▶ [Given exercise]:
Could you write out all of the data below word for word, keeping every line as it is?
______
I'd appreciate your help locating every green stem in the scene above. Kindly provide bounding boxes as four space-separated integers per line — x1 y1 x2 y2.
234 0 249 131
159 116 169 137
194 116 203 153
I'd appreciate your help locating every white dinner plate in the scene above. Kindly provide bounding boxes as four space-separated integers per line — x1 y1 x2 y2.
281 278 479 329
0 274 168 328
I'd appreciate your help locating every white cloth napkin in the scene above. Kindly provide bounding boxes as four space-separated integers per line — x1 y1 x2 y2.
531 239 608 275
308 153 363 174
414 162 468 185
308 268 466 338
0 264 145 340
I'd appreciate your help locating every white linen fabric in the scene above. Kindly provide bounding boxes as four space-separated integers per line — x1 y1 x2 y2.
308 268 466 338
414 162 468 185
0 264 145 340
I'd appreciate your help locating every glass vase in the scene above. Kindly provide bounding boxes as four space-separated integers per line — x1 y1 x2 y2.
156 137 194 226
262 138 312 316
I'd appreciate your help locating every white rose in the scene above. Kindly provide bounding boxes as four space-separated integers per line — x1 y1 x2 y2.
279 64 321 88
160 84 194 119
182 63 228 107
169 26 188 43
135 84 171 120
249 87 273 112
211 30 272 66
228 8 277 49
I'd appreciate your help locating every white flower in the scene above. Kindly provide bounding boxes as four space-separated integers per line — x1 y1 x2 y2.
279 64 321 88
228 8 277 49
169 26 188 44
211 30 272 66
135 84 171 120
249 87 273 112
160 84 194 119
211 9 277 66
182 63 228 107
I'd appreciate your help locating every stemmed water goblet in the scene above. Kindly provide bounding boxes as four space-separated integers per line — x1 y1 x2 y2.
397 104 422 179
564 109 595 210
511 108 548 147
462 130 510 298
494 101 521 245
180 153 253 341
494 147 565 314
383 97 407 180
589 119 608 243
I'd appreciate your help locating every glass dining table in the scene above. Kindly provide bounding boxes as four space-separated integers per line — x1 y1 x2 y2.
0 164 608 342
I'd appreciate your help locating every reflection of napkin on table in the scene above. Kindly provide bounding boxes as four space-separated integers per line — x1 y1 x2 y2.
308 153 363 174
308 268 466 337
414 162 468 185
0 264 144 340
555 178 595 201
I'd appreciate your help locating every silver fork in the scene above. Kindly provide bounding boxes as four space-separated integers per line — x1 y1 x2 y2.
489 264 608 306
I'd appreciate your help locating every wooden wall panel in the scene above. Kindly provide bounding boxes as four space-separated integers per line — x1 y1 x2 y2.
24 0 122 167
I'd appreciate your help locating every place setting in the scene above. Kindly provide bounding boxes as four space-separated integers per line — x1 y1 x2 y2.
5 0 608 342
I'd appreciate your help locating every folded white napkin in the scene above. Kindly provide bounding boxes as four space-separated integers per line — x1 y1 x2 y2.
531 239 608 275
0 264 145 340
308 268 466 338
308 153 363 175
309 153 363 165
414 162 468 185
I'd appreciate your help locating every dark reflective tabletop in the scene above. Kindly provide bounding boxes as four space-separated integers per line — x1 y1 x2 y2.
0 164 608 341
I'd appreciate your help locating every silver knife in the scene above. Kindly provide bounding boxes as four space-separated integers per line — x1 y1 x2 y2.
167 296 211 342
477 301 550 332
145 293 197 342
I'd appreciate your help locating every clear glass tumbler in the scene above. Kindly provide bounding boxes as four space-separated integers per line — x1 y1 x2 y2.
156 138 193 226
______
▶ [Exercise output]:
I'd appreciate your help locating every green stem in the scene above. Kindly provide bounding boxes as four space-separated integers per line — x1 y1 x2 y2.
234 0 249 131
159 116 169 137
194 116 203 153
I'd appreciate your help locating every white dinner plate in the scene above. Kindly provide bounding boxes as four space-separated integers per line — x1 y1 x2 y2.
281 278 479 329
0 274 168 328
I'd appreciate your help locating every white cloth napkin in the scene above. Kindly provide bounding boxes as four space-separated integers per line — x1 y1 x2 y2.
531 239 608 275
308 153 363 174
414 162 468 185
308 268 466 338
0 264 145 340
I'd appreciate your help locating every white linen fabric in the scene above. Kindly provide bounding boxes as four space-separated integers per line — x1 y1 x2 y2.
308 268 466 338
414 162 468 185
0 264 145 340
I'd appreciate your help locating every glass vase in the scene above. Kindly provide bounding boxes as four space-separated integers per line — x1 y1 x2 y2.
156 137 194 226
262 138 312 316
I'd appreciate your help locating every white rose in the scene above. Kindly provide bounding boxes as four space-separated integers per line — x1 y1 x2 y2.
279 64 321 88
160 84 194 119
182 63 228 107
169 26 188 43
135 84 171 120
249 87 273 112
211 30 272 66
228 8 277 49
I'd appreciate your help locating every white flower in the scene above. Kindly provide bounding boxes as four space-separated integers per line — x1 y1 x2 y2.
279 64 321 88
228 8 277 49
169 26 188 44
211 30 272 66
135 84 171 120
249 87 273 112
160 84 194 119
211 9 277 66
182 63 228 107
I'd appreciate your help locating every stemmed water goblet in the scene above. Kindly provide bounding boxes as four space-separated integers per line — x1 y1 x2 y2.
397 104 422 179
564 109 595 210
511 108 548 147
462 130 510 298
494 101 521 245
180 153 253 341
494 147 565 314
383 97 407 180
589 119 608 243
I'd appreciate your help locating every glass dining table in the scene above. Kindly provide bounding boxes as four space-separated integers per line — x1 y1 x2 y2.
0 164 608 342
I'd appreciate your help locating every reflection of napkin on table in the scene above. Kindly provide bounding boxes as four space-separated integers per line — x1 y1 x2 y2.
308 153 363 174
308 268 466 337
414 162 468 185
0 264 144 340
555 178 595 201
I'd appreciate your help locating every silver fork in the scene above. Kindly provide bounding boxes as four space-separated integers per line — x1 y1 x2 y2.
489 264 608 306
I'd appreciate your help locating every wooden wall panel in the scene above. Kindly provide bounding boxes as four space-separated integers per line — x1 y1 x2 y2.
24 0 122 167
I'd appreciate your help locating every place setting in the scene above. Kindly provide bounding boxes as four space-separated integers per line — x1 y1 x2 y2.
5 0 608 342
I'd appreciate your help locating every folded white napkin in the scene above. Kindly provide bounding boxes as four space-separated integers per line — x1 y1 x2 y2.
531 239 608 275
0 264 145 340
308 268 466 338
308 153 363 175
309 153 363 165
414 162 468 185
I'd appreciate your help locating every dark reflective tabletop in the scene above. Kindly provide bounding boxes as four space-separated integers per line — x1 y1 x2 y2.
0 164 608 341
I'd appreciate your help locating every silver knife in the scene above. Kindly provide bounding boxes as four space-separated integers per line — x1 y1 x2 y2.
167 296 211 342
477 301 550 332
145 293 197 342
I'd appreciate your help locating every clear glass tumbler in the scene above. Kindly provide bounding boxes as four space-separated integers per line — x1 y1 x2 y2.
156 138 193 226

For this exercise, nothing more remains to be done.